**GOAL OF THE EXERCISE**.
Pick out every line of the records that contains the word "black" and copy each one in full.

**INPUT**.
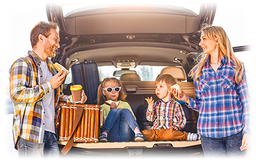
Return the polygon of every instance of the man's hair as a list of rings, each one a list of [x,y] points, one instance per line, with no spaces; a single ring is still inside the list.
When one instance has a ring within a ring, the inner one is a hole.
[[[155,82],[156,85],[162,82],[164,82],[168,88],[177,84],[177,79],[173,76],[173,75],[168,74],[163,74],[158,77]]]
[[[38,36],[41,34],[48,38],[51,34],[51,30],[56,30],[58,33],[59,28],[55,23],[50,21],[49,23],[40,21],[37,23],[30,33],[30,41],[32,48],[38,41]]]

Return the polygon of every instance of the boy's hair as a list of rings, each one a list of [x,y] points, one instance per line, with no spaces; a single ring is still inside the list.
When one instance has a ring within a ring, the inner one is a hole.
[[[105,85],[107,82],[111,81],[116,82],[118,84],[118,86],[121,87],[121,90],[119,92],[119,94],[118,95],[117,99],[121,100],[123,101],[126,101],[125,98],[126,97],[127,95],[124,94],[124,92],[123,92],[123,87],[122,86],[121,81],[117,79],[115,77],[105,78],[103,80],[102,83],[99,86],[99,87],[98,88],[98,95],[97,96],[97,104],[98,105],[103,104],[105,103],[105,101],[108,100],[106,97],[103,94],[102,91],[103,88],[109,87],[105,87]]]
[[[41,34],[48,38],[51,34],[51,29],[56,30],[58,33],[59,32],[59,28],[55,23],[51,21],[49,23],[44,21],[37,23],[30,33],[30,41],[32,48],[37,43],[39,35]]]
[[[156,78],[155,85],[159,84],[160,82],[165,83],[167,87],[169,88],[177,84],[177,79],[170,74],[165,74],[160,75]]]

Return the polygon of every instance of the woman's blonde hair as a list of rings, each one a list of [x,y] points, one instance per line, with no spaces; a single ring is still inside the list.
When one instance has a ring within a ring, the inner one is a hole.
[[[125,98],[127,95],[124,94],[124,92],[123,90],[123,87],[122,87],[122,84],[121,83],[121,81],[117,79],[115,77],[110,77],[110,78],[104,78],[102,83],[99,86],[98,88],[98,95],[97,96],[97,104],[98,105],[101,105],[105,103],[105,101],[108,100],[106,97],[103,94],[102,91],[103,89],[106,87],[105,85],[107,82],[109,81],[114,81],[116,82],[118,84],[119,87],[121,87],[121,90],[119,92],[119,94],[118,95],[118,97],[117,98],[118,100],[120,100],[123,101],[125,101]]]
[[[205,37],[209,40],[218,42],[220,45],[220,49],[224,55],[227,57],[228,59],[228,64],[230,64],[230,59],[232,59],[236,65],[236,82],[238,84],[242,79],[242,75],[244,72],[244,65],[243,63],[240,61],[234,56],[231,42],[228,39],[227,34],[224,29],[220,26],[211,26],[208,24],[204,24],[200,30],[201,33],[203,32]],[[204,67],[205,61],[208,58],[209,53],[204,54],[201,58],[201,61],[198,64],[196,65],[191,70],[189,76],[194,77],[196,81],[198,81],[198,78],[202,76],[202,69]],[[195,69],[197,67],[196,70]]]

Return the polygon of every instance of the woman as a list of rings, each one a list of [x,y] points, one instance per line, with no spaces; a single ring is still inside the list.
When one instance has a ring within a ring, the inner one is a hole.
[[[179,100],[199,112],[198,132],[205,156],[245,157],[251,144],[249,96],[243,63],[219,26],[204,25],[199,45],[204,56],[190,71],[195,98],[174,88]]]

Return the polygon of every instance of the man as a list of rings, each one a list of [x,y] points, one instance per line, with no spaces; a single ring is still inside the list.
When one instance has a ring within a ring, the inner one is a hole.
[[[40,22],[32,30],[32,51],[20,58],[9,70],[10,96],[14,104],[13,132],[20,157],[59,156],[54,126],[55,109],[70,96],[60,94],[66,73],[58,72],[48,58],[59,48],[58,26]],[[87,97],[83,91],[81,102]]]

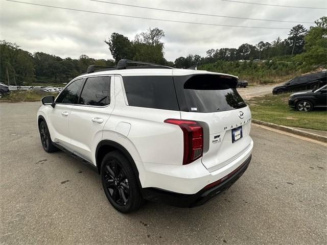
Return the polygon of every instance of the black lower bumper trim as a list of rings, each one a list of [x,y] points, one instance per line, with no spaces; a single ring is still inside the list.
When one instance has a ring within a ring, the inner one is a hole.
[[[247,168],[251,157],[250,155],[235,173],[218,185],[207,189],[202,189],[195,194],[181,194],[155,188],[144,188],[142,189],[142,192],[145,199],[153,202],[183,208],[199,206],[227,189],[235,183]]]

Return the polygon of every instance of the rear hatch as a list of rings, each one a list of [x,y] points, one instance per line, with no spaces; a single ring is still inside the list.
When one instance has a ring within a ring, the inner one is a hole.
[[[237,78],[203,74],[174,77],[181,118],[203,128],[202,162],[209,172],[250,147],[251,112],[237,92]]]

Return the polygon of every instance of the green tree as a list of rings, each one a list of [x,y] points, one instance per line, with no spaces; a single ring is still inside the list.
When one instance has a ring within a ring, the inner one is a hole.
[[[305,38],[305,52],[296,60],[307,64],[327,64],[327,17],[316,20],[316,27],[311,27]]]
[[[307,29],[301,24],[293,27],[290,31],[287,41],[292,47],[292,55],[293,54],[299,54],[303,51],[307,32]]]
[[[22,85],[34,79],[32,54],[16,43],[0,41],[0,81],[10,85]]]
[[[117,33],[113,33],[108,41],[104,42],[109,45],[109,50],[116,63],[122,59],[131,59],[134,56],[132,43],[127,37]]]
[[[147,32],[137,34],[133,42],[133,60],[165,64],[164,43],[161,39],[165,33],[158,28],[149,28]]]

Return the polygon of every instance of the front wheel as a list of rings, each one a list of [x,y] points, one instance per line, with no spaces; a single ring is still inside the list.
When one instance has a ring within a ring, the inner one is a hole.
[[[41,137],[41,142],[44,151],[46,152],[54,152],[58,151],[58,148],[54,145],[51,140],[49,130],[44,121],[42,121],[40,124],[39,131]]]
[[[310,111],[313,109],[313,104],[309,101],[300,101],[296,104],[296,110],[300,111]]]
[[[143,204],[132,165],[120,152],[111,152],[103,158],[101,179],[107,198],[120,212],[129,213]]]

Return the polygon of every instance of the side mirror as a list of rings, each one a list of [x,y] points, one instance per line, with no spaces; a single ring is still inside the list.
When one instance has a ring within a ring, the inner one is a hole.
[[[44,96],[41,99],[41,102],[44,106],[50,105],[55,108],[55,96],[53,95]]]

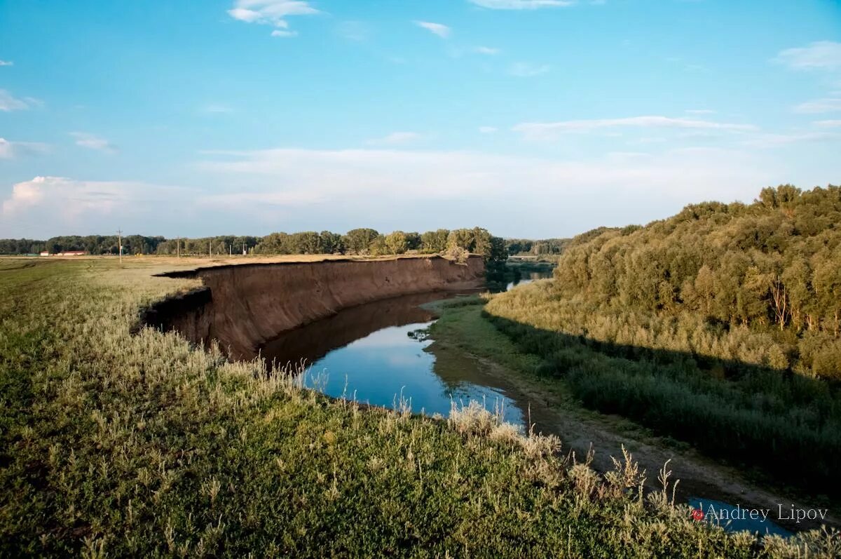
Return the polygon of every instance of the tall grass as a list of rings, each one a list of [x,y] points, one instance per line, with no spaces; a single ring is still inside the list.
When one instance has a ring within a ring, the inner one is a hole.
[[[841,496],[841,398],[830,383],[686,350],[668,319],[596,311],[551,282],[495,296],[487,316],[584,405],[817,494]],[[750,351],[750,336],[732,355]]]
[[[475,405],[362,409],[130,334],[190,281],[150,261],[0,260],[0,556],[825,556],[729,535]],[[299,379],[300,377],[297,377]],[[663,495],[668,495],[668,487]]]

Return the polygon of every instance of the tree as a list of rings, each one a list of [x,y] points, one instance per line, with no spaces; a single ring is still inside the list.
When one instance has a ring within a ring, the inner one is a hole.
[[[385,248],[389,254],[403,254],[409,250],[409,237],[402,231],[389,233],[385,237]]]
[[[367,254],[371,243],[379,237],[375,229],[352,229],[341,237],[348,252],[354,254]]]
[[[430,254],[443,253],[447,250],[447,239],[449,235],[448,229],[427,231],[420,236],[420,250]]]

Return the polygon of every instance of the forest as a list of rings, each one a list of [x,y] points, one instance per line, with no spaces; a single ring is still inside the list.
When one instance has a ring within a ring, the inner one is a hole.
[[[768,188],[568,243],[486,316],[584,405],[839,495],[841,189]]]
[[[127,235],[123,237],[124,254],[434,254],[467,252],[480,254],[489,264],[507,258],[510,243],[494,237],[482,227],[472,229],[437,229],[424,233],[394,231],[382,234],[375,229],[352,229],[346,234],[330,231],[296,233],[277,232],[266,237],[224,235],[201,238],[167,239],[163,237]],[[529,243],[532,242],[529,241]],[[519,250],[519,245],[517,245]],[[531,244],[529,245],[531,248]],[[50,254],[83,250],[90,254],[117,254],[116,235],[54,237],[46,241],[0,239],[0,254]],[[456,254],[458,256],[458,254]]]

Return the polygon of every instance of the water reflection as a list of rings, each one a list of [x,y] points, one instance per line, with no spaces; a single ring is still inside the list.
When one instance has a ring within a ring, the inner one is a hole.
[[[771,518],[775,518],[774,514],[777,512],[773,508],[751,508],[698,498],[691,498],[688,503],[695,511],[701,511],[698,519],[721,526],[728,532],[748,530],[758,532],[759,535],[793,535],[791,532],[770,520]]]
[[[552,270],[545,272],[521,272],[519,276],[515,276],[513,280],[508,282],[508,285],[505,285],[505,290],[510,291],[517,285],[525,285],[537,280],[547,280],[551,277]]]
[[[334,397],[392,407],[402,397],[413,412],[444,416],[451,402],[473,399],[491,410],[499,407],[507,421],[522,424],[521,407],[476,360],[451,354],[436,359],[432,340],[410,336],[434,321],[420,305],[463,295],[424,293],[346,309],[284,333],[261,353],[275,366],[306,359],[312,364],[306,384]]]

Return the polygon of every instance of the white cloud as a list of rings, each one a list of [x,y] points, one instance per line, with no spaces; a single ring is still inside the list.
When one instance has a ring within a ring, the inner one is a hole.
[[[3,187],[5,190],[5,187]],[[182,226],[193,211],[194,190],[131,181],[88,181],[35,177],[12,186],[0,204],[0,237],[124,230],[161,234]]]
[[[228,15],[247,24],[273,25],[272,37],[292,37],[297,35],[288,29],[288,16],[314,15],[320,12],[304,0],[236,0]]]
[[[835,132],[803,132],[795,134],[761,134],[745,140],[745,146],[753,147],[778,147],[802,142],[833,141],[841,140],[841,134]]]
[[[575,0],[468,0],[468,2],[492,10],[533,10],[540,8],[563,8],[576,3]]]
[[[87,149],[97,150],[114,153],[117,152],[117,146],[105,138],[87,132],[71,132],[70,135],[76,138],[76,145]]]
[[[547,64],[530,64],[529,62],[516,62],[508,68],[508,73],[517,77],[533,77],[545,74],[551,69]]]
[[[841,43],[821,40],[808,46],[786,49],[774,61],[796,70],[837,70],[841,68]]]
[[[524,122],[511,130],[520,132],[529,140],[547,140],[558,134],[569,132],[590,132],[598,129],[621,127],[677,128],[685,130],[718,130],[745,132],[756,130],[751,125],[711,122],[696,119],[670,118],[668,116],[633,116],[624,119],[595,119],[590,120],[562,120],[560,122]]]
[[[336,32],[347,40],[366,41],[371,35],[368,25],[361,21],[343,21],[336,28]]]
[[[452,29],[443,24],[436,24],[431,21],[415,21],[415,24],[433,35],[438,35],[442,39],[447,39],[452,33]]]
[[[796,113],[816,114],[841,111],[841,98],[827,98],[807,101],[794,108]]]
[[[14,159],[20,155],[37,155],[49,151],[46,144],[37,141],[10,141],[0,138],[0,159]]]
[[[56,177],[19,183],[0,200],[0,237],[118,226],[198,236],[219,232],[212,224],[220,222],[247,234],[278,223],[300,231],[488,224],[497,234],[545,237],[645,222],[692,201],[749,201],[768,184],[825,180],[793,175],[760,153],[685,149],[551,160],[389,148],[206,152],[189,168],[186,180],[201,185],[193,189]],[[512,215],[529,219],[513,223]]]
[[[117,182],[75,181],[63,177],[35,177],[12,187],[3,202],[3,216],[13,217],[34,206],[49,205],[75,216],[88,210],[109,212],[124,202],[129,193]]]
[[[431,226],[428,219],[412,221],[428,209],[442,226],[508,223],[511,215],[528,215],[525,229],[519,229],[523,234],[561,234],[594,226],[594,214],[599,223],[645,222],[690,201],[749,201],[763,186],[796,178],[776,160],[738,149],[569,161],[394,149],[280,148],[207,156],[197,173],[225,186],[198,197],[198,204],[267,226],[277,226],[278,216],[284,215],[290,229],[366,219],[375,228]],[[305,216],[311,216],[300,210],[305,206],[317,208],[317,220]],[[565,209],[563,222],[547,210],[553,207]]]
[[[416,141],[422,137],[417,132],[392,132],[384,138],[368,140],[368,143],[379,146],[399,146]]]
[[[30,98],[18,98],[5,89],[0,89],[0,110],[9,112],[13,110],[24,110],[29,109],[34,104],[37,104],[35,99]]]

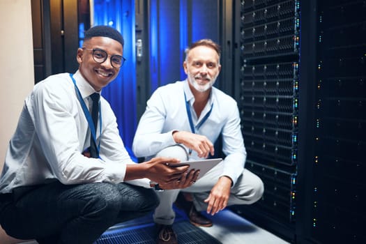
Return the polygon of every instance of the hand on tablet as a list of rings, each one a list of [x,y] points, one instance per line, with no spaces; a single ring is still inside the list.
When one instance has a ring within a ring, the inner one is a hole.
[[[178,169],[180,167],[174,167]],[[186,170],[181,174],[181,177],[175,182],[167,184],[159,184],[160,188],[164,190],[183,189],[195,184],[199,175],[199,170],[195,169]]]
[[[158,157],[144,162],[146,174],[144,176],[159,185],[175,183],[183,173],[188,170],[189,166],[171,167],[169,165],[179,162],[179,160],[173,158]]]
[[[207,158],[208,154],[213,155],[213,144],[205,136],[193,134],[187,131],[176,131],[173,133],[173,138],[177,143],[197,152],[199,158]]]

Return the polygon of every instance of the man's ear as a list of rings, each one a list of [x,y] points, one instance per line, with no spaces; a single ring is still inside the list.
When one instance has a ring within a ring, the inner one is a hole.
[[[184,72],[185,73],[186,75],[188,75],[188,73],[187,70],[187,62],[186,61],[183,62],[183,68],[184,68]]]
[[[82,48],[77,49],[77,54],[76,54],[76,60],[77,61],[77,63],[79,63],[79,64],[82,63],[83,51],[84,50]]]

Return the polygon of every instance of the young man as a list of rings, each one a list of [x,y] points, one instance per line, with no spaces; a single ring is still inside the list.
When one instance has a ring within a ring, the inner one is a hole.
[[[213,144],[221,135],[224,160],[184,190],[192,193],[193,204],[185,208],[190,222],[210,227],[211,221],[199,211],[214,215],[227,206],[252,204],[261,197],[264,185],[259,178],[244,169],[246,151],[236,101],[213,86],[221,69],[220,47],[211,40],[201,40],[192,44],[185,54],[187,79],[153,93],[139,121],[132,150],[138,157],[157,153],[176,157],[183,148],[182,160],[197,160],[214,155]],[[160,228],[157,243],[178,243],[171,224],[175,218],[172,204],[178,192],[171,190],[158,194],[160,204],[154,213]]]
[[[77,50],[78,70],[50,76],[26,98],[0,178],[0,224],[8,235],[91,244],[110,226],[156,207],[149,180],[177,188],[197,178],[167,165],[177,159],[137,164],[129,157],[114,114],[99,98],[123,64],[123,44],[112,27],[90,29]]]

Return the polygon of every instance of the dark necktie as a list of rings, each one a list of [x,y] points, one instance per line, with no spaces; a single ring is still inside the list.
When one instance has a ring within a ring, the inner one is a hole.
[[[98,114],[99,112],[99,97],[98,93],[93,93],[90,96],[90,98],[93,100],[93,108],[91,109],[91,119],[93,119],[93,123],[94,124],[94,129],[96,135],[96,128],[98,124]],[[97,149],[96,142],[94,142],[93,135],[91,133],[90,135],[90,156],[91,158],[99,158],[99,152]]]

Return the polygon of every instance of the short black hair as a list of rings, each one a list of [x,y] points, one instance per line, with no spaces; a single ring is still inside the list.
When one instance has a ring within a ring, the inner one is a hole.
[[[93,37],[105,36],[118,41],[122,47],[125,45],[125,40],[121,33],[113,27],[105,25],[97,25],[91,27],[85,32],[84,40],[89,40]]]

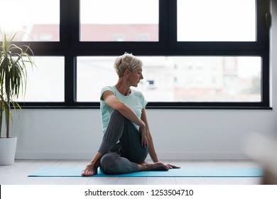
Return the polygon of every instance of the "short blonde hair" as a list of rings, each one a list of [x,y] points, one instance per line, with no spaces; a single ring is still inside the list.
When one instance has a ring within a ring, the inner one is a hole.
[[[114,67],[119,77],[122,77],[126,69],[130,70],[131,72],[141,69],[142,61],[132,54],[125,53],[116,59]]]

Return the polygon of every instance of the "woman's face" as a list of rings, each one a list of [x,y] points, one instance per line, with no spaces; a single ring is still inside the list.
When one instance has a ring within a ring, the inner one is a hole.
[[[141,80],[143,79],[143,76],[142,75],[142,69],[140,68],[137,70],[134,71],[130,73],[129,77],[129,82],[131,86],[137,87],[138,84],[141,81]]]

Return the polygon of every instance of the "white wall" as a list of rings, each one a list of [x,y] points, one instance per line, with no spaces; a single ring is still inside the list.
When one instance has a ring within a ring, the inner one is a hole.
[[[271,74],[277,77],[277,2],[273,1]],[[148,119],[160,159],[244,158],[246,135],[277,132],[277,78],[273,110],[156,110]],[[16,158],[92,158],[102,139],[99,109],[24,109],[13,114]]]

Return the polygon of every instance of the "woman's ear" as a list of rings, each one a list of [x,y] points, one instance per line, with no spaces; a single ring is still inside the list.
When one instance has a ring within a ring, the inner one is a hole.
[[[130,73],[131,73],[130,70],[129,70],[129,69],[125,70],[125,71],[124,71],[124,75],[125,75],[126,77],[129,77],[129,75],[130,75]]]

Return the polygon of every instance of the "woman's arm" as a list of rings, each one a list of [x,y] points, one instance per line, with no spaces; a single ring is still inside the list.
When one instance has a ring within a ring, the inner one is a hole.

**RESULT**.
Return the polygon of every instance of the black lower bumper trim as a list of rings, each one a list of [x,y] points, one instance per line, with no spaces; a single ring is still inside the list.
Return the polygon of every instance of the short black hair as a list of rings, each one a list of [x,y] points, one instance per line, with no spaces; a single ring is still inside the list.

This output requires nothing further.